* TASK INSTRUCTIONS *
Reproduce the rows below verbatim, starting at the line containing "Could you point out the clear" and continuing through the last of the rows.
>> START EXTRACTED ENTRIES
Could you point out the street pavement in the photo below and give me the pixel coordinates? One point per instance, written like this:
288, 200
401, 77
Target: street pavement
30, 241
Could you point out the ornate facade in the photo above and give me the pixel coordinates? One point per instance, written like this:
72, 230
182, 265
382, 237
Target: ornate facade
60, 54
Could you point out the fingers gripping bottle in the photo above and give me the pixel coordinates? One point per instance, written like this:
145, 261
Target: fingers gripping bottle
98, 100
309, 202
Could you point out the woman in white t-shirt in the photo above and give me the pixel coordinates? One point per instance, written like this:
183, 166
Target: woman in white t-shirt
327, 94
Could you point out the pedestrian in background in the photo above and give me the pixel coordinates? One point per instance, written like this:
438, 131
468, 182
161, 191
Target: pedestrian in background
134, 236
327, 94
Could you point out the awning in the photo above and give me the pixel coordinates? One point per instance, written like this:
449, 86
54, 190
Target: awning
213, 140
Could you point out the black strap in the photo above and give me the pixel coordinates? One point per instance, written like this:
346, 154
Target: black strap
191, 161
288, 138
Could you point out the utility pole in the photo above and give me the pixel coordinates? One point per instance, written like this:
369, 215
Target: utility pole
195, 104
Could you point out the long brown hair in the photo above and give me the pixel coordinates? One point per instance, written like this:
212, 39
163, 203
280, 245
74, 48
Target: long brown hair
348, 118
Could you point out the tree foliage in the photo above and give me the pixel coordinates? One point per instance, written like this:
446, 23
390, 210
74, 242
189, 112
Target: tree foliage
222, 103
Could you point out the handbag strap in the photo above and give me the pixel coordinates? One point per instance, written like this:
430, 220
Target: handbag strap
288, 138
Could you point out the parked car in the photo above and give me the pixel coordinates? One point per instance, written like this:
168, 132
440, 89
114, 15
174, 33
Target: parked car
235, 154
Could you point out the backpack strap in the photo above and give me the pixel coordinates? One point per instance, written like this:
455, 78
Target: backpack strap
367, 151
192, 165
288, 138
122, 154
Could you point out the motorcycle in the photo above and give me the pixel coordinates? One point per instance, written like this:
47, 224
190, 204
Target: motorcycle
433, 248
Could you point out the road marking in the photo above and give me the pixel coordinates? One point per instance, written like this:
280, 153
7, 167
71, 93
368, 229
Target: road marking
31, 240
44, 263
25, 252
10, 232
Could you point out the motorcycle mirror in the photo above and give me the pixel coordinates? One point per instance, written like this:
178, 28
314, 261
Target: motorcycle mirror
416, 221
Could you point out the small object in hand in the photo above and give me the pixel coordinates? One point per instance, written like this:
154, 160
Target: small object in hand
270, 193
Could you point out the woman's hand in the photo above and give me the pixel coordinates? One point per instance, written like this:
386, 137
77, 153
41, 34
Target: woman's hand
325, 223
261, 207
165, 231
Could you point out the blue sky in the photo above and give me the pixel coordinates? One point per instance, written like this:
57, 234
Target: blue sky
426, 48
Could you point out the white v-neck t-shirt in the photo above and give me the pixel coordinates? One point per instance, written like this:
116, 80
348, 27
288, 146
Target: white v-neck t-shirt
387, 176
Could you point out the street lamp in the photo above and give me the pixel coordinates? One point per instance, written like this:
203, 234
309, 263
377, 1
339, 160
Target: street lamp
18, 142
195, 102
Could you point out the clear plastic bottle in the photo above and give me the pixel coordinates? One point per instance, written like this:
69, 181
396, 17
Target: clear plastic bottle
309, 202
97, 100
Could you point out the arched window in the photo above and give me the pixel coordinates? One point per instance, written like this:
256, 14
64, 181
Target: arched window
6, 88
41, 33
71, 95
>> END EXTRACTED ENTRIES
* THE OUTPUT *
Could you point out the clear plastic bottle in the photo above and give me the pixel coordinates? One point per instance, written like this:
69, 181
396, 17
Target: clear plastic bottle
309, 202
97, 100
Could you point out the arched window in the photo above and give me the pixel coordinates? One point per instance, written like this:
256, 14
64, 181
Target: arched window
6, 88
41, 33
71, 95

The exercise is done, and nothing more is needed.